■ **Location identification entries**
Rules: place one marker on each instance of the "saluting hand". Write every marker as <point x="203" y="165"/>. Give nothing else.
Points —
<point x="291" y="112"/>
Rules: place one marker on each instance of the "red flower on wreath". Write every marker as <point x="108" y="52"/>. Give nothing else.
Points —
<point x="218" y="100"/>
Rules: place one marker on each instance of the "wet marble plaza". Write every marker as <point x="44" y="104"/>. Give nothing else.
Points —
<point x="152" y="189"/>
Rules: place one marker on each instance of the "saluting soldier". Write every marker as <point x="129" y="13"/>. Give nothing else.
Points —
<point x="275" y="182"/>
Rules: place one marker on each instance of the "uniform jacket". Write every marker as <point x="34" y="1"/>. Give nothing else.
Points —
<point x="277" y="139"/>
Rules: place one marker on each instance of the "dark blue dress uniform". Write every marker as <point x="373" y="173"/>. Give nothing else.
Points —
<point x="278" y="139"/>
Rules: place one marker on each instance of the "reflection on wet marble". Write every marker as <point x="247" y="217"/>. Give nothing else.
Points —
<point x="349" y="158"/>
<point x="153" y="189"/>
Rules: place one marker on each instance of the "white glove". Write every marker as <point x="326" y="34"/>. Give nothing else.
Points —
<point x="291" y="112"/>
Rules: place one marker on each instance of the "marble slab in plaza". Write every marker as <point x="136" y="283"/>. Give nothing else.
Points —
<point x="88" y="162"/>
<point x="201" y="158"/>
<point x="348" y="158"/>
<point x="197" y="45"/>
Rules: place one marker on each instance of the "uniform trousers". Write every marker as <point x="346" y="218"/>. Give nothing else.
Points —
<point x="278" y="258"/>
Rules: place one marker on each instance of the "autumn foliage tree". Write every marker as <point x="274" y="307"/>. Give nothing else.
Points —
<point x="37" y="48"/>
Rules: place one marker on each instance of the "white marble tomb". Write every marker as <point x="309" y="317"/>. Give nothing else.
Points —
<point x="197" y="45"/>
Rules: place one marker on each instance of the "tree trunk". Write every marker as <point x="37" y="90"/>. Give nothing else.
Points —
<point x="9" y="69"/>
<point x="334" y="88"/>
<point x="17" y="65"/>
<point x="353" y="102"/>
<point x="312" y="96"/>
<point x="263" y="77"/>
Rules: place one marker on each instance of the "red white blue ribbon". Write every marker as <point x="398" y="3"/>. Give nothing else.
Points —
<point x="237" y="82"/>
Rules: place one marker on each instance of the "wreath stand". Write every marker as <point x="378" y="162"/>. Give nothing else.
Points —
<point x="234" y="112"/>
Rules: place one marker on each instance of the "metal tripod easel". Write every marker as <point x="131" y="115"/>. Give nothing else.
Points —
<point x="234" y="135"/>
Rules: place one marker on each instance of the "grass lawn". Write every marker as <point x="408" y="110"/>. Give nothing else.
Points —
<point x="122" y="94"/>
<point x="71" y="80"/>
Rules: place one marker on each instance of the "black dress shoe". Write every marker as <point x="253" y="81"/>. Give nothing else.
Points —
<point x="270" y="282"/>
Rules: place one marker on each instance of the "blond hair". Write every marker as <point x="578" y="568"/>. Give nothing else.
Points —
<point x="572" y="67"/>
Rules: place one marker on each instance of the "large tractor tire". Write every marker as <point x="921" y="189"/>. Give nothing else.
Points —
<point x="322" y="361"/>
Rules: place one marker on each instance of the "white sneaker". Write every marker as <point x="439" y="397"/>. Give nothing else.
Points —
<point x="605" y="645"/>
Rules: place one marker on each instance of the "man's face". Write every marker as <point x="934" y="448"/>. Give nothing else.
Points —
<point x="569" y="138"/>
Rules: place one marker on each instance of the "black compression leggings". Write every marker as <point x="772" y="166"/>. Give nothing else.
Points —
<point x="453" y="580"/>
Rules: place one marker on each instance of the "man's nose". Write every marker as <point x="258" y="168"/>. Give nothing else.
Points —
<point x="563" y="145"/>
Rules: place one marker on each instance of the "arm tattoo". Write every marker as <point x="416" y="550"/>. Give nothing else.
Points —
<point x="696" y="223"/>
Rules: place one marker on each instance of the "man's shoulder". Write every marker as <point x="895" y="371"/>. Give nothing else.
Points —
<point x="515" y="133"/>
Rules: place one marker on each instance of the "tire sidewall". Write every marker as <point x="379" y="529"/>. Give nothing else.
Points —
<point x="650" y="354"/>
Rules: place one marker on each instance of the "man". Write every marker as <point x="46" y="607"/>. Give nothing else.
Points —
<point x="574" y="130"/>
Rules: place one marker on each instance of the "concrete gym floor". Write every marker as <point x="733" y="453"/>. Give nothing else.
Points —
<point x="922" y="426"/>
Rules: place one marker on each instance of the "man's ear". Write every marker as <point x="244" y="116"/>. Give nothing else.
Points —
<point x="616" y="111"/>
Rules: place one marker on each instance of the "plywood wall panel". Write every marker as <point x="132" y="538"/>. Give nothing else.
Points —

■ **Prompt**
Repeat each record in full; every line must match exactly.

■ **Reply**
Rules: place one marker on each instance of the "saluting hand". Write every marker as <point x="203" y="165"/>. Give nothing else.
Points —
<point x="291" y="112"/>
Rules: place one marker on each instance of the "red flower on wreath". Write every marker as <point x="108" y="52"/>. Give nothing else.
Points —
<point x="218" y="100"/>
Rules: place one marker on each instance of the "wet marble plaza". Write every marker as <point x="44" y="104"/>. Give nothing else.
Points —
<point x="152" y="189"/>
Rules: place one marker on each instance of the "saluting soldier". Write every marker as <point x="129" y="13"/>. Give nothing else.
Points —
<point x="275" y="182"/>
Rules: place one marker on each instance of the "uniform jacket". Write every marker as <point x="34" y="1"/>. Give nothing else.
Points —
<point x="277" y="139"/>
Rules: place one marker on each instance of the "dark blue dress uniform". Write every marker as <point x="373" y="173"/>. Give nothing else.
Points —
<point x="278" y="139"/>
Rules: place one marker on each instance of the "reflection on wet marble". Write every marker as <point x="247" y="217"/>. Give nothing else.
Points —
<point x="349" y="158"/>
<point x="153" y="189"/>
Rules: place one marker on each instance of the "white glove". Write every marker as <point x="326" y="34"/>. Give nothing else.
Points —
<point x="291" y="112"/>
Rules: place one marker on each instance of the "marble slab in plaza". Write every marker as <point x="136" y="283"/>. Give nothing else.
Points —
<point x="88" y="162"/>
<point x="201" y="158"/>
<point x="348" y="158"/>
<point x="197" y="45"/>
Rules: place one marker on each instance of the "uniform trousers". Write every marker as <point x="346" y="218"/>. Give nothing else.
Points —
<point x="278" y="258"/>
Rules: place one marker on each instance of the "autumn foliage tree". Write every marker as <point x="274" y="307"/>. Give nothing else.
Points —
<point x="37" y="48"/>
Rules: place one marker on each instance of the "white marble tomb". Write every marker as <point x="309" y="317"/>. Give nothing else.
Points —
<point x="197" y="45"/>
Rules: place one marker on each instance of the "tree trunk". Write every marker as <point x="37" y="90"/>. Give nothing else.
Points —
<point x="9" y="69"/>
<point x="334" y="88"/>
<point x="17" y="65"/>
<point x="353" y="102"/>
<point x="312" y="96"/>
<point x="263" y="77"/>
Rules: place one marker on each instance of the "red white blue ribbon". Write every marker as <point x="398" y="3"/>. Give nothing else.
Points —
<point x="237" y="82"/>
Rules: place one marker on each instance of the "wreath stand". Write every marker as <point x="378" y="162"/>. Give nothing else.
Points —
<point x="234" y="112"/>
Rules: place one marker on each instance of the "metal tripod easel". Write every marker as <point x="131" y="115"/>. Give nothing else.
Points —
<point x="234" y="135"/>
Rules: place one marker on each instance of the "grass lawn". Write every marker as <point x="408" y="110"/>. Give nothing else.
Points —
<point x="122" y="94"/>
<point x="71" y="80"/>
Rules: place one marker on each instance of the "black dress shoe". Write every marker as <point x="253" y="81"/>. Give nothing else.
Points —
<point x="270" y="282"/>
Rules: place one marker on each instance of the "blond hair". Write every marker as <point x="578" y="568"/>. Give nothing else.
Points —
<point x="572" y="67"/>
Rules: place one marker on each instance of the "large tractor tire". Write every marker as <point x="921" y="189"/>. Give nothing else.
Points —
<point x="322" y="361"/>
Rules: place one marker on each instance of the "white sneaker". Write every marker as <point x="439" y="397"/>. Give nothing else.
Points —
<point x="605" y="645"/>
Rules: place one marker on each instance of the "man's face". Write every marker as <point x="934" y="448"/>. Give nothing else.
Points —
<point x="569" y="138"/>
Rules: place one marker on each instance of the "black compression leggings". Write every marker as <point x="772" y="166"/>. Give nothing else.
Points —
<point x="453" y="580"/>
Rules: place one marker on each instance of the "man's nose". Write every marker as <point x="258" y="168"/>. Give nothing else.
Points —
<point x="563" y="145"/>
Rules: place one marker on each instance of the "arm tattoo". Write every marker as <point x="416" y="550"/>. Give nothing else.
Points —
<point x="696" y="223"/>
Rules: place one marker on each instance of the "man's shoulder". Write every marker as <point x="895" y="371"/>. Give nothing else.
Points —
<point x="515" y="133"/>
Rules: place one marker on each instance of the "tire sidewall". Write every marker as <point x="379" y="529"/>. Give nothing else.
Points —
<point x="650" y="354"/>
Rules: place one marker on each instance of the "man". Write every marker as <point x="46" y="607"/>. Give nothing else.
Points —
<point x="574" y="130"/>
Rules: place one marker on each instance of the "concrete gym floor". Write every marker as <point x="733" y="453"/>. Give nothing else.
Points —
<point x="922" y="426"/>
Rules: place one marker on each instance of the "man's ear". Write every marker as <point x="244" y="116"/>. Give nothing else.
Points —
<point x="616" y="111"/>
Rules: place one marker on each instance of the "plywood wall panel". Write every marker as <point x="132" y="538"/>. Give nothing else.
Points —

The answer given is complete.